▶ **Records for the exercise**:
--------------------------------
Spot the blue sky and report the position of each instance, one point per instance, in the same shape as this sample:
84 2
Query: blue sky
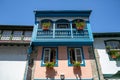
105 15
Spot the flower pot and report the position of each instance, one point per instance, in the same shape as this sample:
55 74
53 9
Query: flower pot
45 28
113 56
80 28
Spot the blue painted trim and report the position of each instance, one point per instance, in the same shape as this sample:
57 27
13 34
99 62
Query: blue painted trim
29 50
90 31
42 58
65 79
71 29
62 43
108 75
65 13
34 33
83 59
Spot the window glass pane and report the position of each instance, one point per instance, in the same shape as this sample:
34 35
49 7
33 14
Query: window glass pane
17 35
6 35
53 55
113 44
72 55
27 35
46 55
49 55
78 55
79 58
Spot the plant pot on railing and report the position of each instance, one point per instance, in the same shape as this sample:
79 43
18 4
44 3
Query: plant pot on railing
80 25
49 65
115 54
46 25
76 65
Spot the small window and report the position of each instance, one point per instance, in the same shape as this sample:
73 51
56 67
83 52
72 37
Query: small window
75 55
113 44
49 55
62 25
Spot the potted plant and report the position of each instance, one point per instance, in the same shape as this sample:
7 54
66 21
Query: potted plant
80 25
115 54
108 49
76 64
49 64
46 25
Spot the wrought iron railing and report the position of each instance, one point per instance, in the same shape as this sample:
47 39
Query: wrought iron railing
62 33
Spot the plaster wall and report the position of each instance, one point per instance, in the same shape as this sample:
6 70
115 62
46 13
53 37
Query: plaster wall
12 62
108 67
63 68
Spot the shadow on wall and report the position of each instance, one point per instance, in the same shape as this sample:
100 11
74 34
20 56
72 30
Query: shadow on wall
13 53
50 73
77 72
118 63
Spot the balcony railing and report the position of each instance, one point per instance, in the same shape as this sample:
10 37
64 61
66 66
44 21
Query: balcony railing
62 33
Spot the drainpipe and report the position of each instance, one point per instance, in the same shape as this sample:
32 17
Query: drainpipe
96 63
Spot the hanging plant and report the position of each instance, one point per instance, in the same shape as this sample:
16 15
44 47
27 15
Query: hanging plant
80 25
46 25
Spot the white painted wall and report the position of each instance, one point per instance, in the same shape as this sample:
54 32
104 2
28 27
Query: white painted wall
108 67
12 62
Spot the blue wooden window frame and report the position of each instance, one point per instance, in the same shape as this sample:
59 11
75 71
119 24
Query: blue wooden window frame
112 40
42 58
82 56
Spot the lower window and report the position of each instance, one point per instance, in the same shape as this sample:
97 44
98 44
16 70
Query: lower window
75 55
49 55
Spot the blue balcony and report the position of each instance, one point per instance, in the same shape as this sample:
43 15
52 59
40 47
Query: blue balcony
60 36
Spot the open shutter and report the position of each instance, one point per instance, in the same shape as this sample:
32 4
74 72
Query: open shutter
46 55
78 54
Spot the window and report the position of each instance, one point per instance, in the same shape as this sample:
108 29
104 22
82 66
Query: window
27 35
62 25
49 55
75 55
6 35
114 44
17 35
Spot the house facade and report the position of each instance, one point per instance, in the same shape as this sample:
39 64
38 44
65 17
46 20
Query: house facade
14 42
107 46
62 40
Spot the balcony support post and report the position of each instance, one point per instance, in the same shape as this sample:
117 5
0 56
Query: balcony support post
71 29
53 29
34 34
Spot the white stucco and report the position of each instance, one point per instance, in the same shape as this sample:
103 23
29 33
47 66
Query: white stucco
107 66
12 62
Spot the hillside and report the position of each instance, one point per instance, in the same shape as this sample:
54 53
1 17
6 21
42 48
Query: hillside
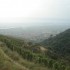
59 44
23 55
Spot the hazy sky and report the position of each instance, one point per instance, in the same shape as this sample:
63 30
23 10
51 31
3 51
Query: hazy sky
14 13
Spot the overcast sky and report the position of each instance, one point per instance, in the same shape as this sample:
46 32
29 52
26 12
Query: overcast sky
15 13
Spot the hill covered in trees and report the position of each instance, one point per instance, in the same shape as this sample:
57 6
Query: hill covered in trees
59 44
17 54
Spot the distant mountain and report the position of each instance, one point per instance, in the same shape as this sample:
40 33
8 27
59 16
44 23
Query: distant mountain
59 44
35 33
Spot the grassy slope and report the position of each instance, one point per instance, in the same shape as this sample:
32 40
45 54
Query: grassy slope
16 62
6 63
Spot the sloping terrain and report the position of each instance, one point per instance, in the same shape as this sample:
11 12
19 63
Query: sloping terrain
59 44
23 55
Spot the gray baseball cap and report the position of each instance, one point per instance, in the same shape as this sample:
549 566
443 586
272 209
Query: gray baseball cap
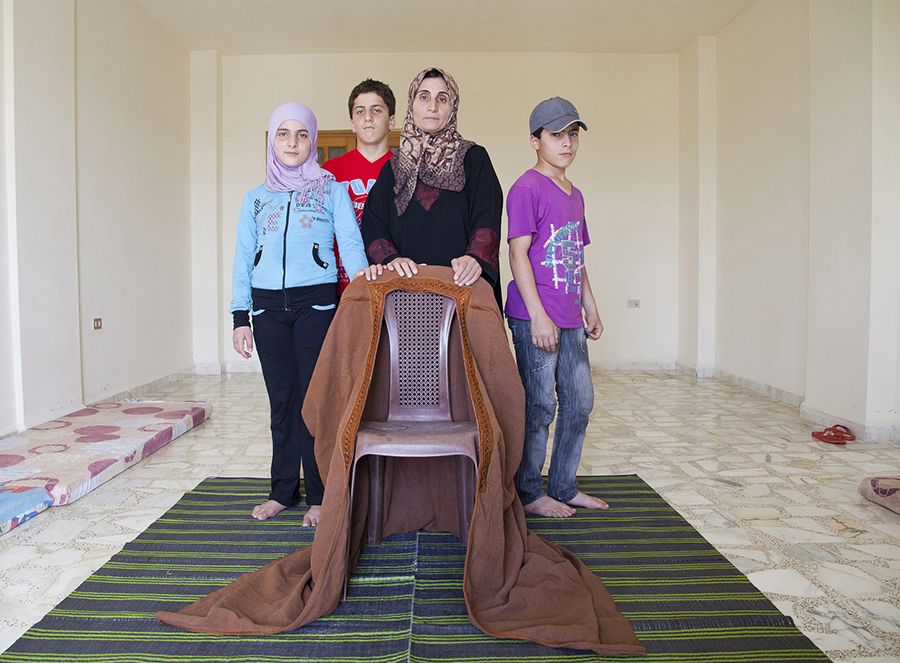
554 115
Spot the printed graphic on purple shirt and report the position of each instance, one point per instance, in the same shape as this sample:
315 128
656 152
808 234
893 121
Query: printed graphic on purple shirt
564 256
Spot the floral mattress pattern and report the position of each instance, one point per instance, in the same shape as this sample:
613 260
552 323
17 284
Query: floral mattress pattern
58 461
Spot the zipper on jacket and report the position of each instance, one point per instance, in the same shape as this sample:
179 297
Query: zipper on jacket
287 221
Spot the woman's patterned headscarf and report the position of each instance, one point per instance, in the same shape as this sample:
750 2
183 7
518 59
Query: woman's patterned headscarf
435 159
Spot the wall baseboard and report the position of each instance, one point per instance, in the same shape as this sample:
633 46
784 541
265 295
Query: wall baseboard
633 365
698 372
759 388
140 390
242 367
208 368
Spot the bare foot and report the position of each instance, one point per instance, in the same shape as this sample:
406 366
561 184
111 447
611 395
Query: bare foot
268 509
311 519
549 507
588 502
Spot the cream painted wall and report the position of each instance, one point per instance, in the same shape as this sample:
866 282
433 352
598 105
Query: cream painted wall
8 395
840 215
627 165
134 179
688 202
763 194
697 205
206 209
883 399
42 159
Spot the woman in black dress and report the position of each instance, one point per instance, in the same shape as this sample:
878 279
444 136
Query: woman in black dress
438 200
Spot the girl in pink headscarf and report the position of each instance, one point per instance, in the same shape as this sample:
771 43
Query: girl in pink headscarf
285 280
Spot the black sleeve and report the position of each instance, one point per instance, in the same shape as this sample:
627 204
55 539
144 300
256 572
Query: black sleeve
485 212
380 247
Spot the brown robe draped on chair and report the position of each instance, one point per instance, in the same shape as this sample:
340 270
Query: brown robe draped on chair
516 584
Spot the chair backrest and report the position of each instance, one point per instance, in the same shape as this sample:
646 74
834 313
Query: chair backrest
418 326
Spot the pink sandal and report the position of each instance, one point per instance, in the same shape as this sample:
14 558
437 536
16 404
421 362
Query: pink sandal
837 434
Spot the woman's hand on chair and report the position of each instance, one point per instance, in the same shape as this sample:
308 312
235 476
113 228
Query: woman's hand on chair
466 270
371 272
403 266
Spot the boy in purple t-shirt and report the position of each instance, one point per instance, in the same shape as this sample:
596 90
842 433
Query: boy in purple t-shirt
544 305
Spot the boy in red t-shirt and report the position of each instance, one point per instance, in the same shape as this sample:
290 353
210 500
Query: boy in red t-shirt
372 107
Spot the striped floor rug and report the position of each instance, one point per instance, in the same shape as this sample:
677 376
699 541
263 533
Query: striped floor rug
687 603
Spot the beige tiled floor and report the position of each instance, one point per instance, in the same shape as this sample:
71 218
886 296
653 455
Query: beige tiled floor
741 468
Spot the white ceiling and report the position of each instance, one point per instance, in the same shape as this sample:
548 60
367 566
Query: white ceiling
256 27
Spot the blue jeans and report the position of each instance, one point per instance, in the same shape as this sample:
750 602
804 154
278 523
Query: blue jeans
567 372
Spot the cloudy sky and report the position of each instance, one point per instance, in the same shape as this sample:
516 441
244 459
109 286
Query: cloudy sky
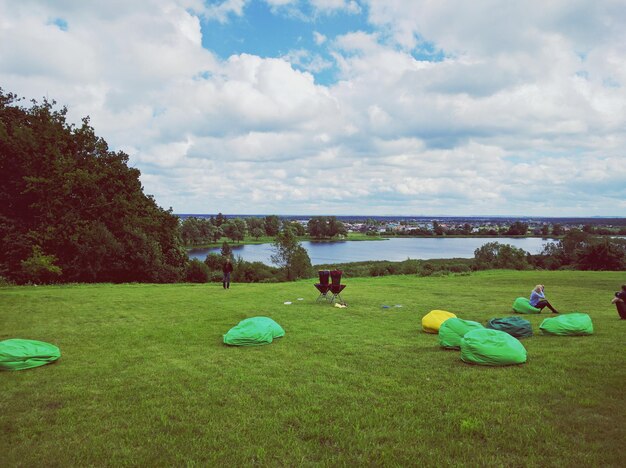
376 107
--------------------------------
▶ **What is expected**:
Return the material exactly as given, apart from the pictures.

▶ **Task output**:
Spot the blue sky and report the position of each instance, one point per instance, in the same shape as this sample:
84 2
Query: blue sky
105 15
Spot the flower pot and report the position of each instance, one point per instance, in the same shape as this sample:
55 74
53 9
Query: flower pot
45 28
113 56
80 28
Spot the blue painted trim and report the position of each instance, one point per instance, in the same shape as this sample:
57 27
13 34
99 62
Query: blue painted trim
29 50
90 31
42 58
65 79
71 29
62 43
108 75
65 13
34 33
83 59
Spot the window glass pane and report the position of each instance, one point per instance, in the same shape as this sample:
34 35
49 7
33 14
Query: window glass pane
17 35
6 35
53 55
113 44
72 55
27 35
46 55
49 55
78 55
79 58
Spot the plant pot on railing and report the position of each instance, one point per instance, in the same shape as this sample:
79 43
18 4
44 3
Query: plant pot on railing
80 25
49 65
115 54
46 25
76 65
Spot the small window and report the position of each instance, one point per instance, in the same shape as this sample:
73 51
56 67
83 52
72 37
Query: small window
75 55
113 44
49 55
62 25
Spot the potted plant and report the position of each instance, one point per instance, in the same shape as this sample:
7 54
66 21
Query: potted plant
80 25
115 54
108 49
76 64
49 64
46 25
Spot the wrought iron railing and report the position of each instance, one point per instance, in the same shape as this sample:
47 39
Query: wrought iron railing
62 33
Spot the plaster wall and report the position of each instance, one point per instance, in the same shape as this sample:
6 70
115 62
46 13
53 37
Query: plaster wall
12 62
108 67
63 68
Spot the shadow on wall and report the position of each instance, one point per instance, in the same shape as this sample:
100 11
74 34
20 56
72 30
Query: shadow on wall
13 53
50 73
77 72
118 63
Spot the balcony railing and report the position of each instance, one point per instance, in the same shape as this sample:
10 37
64 61
66 66
44 21
Query: balcony railing
62 33
Spot the drainpipe and report the position of each instance, one point per instance, in the same shape as this sample:
32 17
Query: drainpipe
96 63
Spot the hanging plant and report the position of each instance, one point per instance, in the same shape as this sample:
16 15
44 47
27 15
Query: hanging plant
80 25
46 25
Spot the white painted wall and report the position of each instance, one point per instance, in the same shape as this sample:
54 32
104 2
28 27
Query: white painted wall
108 67
12 62
Spot the blue wooden window frame and report the position of each instance, one point per instance, in the same shape as this sample:
59 11
75 71
119 24
Query: blue wooden window frame
112 40
42 58
82 56
Spot the lower window and report the position of each instance, one point per instance, in the same shape as this sample:
97 44
98 44
16 70
Query: lower window
75 55
49 55
Spot the blue balcony and report the position of each instance, one point per instance, in the same shape as this sample:
43 15
52 59
40 47
Query: blue balcony
60 36
Spot the open shutter and report the position of each instance, one point per instance, in the same shape as this sample:
32 4
74 72
Query: open shutter
46 55
78 54
Spot the window and report the position of each instance, one point per instance, in the same shape as this sample:
108 29
104 22
82 66
Query: window
27 35
62 25
49 55
75 55
6 35
114 44
17 35
Spot the house facade and report the position of each instance, one point per instance, in the same shape as this sample:
39 64
38 44
65 17
46 20
Query: house facade
14 42
107 46
62 40
Spot the balcony support post and report the position of each instance, one point per instance, in the same shape as this sample:
117 5
0 56
Query: balcony support post
71 29
53 29
34 34
Spot the white stucco and report the position of each instance, one point per instance, in the same shape as this sample:
103 23
29 33
47 66
Query: white stucco
107 66
12 62
Spot the hillside and report the position of each instance, one point per instance, in the same shape as this sample:
54 53
1 17
6 21
42 48
Query: hillside
59 44
23 55
Spot the hazy sky and report the position of each instance, one point per instance, in the same shape as this sample:
63 30
23 10
51 31
3 51
Query: hazy sky
14 13
Spot the overcast sky and report the position of each instance, one point per instance, in the same shape as this sample:
46 32
29 52
26 12
Query: overcast sky
15 13
Spot the hill covered in trees and report the position of each instance, one point per instance, in the same shape as this sample:
57 6
Query: hill covered in trees
59 44
17 54
Spot the distant mountain and report the position of each instance, one point per instance, in the same shape as this sample:
40 33
8 27
59 16
44 23
Query: distant mountain
59 44
35 33
Spot the grassy slope and report the position of each instance, one point per instance, in the same shape as this sample:
32 40
45 54
Query: grassy slope
16 62
6 63
Spot the sloping terrain and report the position of each instance, one point per instance, in the same shape as this sample:
11 12
19 63
Query: sloping terrain
59 44
23 55
Spot the gray baseball cap and report the position of each instance, one point per instance, in the same shape as this sample:
549 566
443 586
272 209
Query: gray baseball cap
554 115
Spot the printed graphic on purple shirt and report the position of each instance, one point per instance, in the same shape as this sample:
315 128
656 152
808 234
893 121
Query: printed graphic on purple shirt
564 256
Spot the floral mattress pattern and report the position of each instance, one point per instance, in the same shape as this sample:
613 260
552 323
17 284
Query: floral mattress pattern
58 461
Spot the zipper on jacket and report the position of each instance, one point per instance, in the same shape as this sample:
179 297
Query: zipper on jacket
287 221
Spot the woman's patterned headscarf and report the position of each instance, one point per instance, in the same shape as this sample:
750 2
183 7
518 59
Query: woman's patterned headscarf
435 159
Spot the wall baseboard and report the position of each instance, one point per instance, in the same shape as this sample:
633 46
784 541
265 295
Query: wall baseboard
633 365
698 372
759 388
140 390
242 367
208 368
Spot the bare foot and report the position of each instance, one point per instance, in the same shape as this sample:
406 366
561 184
111 447
611 395
Query: bare foot
268 509
311 519
549 507
588 502
Spot the cream painted wall and report the position of each instance, one point per instance, in the same shape as this sample:
866 282
433 352
598 105
Query: cream painted wall
8 395
840 215
627 165
134 179
688 202
763 194
697 205
206 209
883 399
42 159
Spot the woman in black dress and report the position of each instance, one point per instance, in the same shape as this sample:
878 279
444 136
Query: woman in black dress
438 200
Spot the girl in pink headscarf and report the position of each instance, one point per instance, in the same shape as this sample:
771 43
Query: girl in pink headscarf
285 280
Spot the black sleeve and report the position of each instance, one point per instance, in the same shape as this sample:
627 204
55 539
144 300
256 572
Query: black sleeve
485 212
380 247
Spot the brown robe draped on chair and report the position of each instance, one point per instance, in the same shape as this sample:
340 270
Query: brown robe draped on chair
516 584
Spot the chair backrest and report the position of each instance, one point per instance, in the same shape as this sample:
646 74
834 313
Query: chair backrest
418 326
Spot the pink sandal and report the position of each instance, one point per instance, in the same shape as this sample:
14 558
437 536
16 404
421 362
Query: pink sandal
837 434
Spot the woman's hand on chair and report the position of each instance, one point per instance, in the same shape as this sample:
308 312
235 476
113 228
Query: woman's hand on chair
466 270
371 272
403 266
Spot the boy in purple t-shirt and report the position of each instance, one point per instance, in the same shape as this sample:
596 90
842 433
Query: boy in purple t-shirt
544 305
Spot the boy in red t-shirt and report the position of each instance, one point per instance, in the same shape as this sample:
290 353
210 500
Query: boy in red t-shirt
372 107
Spot the striped floor rug and report the position of each instance, one point per instance, in the same shape as this sample:
677 376
699 541
263 533
Query: striped floor rug
687 603
Spot the beige tiled floor and report the position of each instance, one point per instance, in the same shape as this sample:
71 218
886 296
653 455
Query: beige tiled floor
741 468
Spot the white ceiling and report the position of each instance, one point per instance, in the same shape as this sample:
548 60
367 566
Query: white ceiling
256 27
Spot the blue jeans and report the position of each instance, one point per instance, in the same shape as this sample:
750 602
804 154
278 523
Query: blue jeans
567 372
Spot the cloudy sky and report the position of each instance, one point per instance, in the same shape as this sample:
516 441
244 459
109 286
Query: cloudy sky
376 107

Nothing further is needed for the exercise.